[Source data]
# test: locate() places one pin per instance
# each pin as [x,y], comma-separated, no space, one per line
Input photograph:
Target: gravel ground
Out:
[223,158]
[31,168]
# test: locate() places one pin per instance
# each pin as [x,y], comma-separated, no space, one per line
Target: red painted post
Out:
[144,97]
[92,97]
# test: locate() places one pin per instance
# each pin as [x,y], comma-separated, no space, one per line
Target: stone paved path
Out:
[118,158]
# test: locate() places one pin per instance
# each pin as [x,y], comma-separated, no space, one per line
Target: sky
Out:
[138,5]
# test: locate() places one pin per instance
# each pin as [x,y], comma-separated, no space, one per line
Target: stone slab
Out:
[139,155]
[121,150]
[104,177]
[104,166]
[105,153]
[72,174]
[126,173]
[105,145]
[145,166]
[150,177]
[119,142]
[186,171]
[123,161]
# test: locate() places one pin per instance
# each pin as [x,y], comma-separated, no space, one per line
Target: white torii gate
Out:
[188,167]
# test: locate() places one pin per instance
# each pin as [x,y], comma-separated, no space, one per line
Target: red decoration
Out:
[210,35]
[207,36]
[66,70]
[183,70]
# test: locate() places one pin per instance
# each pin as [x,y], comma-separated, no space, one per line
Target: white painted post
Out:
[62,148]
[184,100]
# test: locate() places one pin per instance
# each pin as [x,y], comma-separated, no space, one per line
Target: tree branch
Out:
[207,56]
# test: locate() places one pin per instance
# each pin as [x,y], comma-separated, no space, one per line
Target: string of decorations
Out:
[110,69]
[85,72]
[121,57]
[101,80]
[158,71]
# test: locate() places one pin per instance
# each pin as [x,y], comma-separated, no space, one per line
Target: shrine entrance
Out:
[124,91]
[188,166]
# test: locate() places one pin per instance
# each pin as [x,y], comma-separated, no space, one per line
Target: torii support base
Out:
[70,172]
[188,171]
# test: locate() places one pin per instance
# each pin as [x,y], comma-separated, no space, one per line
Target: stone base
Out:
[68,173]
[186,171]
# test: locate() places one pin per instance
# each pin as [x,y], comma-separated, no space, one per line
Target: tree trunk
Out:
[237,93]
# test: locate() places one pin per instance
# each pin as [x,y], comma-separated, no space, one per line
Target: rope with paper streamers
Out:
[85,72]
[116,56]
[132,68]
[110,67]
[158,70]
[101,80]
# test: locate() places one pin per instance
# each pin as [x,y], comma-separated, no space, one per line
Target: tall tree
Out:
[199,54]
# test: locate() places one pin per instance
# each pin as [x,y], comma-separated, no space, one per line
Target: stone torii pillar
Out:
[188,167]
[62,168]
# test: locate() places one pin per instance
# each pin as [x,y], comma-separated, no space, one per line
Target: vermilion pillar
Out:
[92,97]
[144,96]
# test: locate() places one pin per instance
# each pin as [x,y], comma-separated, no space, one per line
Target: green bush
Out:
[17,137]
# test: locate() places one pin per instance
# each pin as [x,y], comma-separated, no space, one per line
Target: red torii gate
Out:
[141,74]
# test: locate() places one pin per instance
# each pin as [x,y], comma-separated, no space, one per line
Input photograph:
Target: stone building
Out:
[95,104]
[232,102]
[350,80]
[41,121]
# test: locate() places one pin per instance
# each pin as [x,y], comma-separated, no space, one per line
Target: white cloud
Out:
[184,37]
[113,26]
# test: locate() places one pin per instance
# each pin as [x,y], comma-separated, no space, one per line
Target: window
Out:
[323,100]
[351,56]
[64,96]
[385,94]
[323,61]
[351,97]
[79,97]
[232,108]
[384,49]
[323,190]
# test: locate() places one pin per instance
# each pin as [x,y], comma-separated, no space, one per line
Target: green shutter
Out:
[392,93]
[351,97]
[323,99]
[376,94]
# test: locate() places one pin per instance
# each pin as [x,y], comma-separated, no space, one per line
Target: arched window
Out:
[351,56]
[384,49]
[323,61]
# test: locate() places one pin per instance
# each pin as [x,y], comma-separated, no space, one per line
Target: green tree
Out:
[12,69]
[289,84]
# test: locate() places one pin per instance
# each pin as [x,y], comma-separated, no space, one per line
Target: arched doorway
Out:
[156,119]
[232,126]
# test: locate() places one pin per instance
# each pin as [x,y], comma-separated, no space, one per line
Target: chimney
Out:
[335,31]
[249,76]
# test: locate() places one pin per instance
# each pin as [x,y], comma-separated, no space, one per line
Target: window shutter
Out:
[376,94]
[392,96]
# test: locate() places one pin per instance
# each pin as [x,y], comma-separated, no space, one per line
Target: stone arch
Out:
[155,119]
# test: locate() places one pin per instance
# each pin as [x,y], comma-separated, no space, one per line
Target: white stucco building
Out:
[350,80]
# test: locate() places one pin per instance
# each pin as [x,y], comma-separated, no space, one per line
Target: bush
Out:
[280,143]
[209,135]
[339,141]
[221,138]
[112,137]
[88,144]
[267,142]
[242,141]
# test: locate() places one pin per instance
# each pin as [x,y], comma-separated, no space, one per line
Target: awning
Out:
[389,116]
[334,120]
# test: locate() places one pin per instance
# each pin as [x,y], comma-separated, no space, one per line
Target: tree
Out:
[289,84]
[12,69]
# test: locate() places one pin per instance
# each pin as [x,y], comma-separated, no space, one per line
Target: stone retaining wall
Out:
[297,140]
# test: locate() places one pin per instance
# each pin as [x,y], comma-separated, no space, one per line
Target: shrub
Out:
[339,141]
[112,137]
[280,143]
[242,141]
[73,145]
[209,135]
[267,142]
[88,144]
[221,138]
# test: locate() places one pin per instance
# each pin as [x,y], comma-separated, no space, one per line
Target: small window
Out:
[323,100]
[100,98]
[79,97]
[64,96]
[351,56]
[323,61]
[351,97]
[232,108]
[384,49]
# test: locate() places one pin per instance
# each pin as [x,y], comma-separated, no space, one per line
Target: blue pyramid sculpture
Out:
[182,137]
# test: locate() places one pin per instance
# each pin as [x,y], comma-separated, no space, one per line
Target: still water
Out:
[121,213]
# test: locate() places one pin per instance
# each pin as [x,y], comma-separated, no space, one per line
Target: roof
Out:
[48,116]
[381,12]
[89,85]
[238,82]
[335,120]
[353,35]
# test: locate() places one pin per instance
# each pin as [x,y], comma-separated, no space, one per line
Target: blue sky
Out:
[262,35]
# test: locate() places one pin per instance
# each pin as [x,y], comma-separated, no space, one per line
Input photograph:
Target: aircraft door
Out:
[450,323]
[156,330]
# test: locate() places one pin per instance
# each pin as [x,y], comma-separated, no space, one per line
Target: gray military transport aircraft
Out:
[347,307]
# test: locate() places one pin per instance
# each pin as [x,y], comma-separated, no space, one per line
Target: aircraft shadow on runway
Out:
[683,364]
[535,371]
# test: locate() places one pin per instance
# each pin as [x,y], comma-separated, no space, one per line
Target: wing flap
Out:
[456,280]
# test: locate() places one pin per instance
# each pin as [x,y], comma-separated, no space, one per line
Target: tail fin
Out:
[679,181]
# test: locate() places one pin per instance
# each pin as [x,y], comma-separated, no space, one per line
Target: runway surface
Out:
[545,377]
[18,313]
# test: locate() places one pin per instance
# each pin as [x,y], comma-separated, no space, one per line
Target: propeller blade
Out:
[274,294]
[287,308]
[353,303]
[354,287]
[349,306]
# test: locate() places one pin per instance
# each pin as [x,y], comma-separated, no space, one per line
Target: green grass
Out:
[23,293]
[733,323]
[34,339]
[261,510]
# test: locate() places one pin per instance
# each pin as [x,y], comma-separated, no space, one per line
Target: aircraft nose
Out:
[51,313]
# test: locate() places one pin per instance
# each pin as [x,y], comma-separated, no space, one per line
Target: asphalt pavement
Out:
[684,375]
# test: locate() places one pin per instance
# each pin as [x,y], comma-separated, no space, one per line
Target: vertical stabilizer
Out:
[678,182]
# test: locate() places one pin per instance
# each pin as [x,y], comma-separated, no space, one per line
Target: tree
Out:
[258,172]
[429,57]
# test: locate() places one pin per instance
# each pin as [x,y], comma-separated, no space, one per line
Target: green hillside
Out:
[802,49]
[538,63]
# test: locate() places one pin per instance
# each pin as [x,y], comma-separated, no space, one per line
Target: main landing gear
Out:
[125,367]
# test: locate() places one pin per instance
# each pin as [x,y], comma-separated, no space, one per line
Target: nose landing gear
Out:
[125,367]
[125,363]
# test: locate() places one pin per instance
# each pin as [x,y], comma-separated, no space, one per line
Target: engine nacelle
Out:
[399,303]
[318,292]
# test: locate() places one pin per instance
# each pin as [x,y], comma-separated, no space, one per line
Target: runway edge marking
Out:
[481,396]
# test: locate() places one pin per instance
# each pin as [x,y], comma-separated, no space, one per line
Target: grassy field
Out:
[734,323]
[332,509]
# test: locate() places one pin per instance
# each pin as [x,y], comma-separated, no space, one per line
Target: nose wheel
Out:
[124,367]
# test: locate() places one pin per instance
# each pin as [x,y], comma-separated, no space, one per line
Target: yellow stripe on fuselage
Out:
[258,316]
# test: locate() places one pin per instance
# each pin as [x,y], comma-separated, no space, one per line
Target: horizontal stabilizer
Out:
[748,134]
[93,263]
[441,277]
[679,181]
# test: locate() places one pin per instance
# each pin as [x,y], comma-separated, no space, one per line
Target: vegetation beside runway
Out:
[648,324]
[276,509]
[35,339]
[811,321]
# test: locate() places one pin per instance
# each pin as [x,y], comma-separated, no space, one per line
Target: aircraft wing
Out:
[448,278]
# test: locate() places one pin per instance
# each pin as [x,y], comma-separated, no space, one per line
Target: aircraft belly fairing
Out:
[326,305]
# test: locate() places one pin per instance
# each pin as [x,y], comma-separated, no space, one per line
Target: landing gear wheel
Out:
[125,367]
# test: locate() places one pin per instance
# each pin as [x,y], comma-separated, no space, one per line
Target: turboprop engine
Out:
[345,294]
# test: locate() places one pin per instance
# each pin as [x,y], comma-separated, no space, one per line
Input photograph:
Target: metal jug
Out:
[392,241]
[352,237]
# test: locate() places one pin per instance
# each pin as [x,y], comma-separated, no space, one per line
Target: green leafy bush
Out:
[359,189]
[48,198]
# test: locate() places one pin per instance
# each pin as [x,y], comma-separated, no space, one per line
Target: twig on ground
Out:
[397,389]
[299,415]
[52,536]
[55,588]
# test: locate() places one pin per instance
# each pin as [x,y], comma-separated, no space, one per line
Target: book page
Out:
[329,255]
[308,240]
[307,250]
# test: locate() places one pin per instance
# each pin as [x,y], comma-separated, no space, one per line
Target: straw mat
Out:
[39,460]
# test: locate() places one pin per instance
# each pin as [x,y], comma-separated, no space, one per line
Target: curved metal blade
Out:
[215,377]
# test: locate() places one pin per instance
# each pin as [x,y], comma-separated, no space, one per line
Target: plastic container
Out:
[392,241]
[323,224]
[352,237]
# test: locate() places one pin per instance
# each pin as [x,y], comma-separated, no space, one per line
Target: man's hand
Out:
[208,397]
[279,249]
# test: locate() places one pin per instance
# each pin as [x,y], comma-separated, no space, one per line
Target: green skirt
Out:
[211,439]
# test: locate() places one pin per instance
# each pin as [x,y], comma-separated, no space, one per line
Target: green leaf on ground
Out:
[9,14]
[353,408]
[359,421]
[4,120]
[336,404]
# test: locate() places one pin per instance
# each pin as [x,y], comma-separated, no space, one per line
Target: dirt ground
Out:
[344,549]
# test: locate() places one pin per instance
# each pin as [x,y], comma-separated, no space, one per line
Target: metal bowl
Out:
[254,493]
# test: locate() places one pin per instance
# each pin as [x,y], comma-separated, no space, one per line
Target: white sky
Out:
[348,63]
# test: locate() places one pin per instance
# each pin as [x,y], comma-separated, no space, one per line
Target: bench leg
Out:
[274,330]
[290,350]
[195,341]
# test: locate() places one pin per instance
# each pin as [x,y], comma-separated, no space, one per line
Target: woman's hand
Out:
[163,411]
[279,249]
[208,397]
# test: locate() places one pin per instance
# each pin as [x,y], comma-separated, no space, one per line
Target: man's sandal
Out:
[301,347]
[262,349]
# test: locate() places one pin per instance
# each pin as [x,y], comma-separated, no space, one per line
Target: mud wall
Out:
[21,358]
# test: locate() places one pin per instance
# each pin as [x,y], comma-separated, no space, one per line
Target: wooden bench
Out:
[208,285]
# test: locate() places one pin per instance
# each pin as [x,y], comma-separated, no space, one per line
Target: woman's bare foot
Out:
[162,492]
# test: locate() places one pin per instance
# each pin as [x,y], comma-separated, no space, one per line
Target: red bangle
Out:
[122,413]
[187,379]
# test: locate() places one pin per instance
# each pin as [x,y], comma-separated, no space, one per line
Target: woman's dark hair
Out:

BRIEF:
How many lines in the rows above contain the word "post"? Reply with the number alone.

CORRECT ANSWER:
2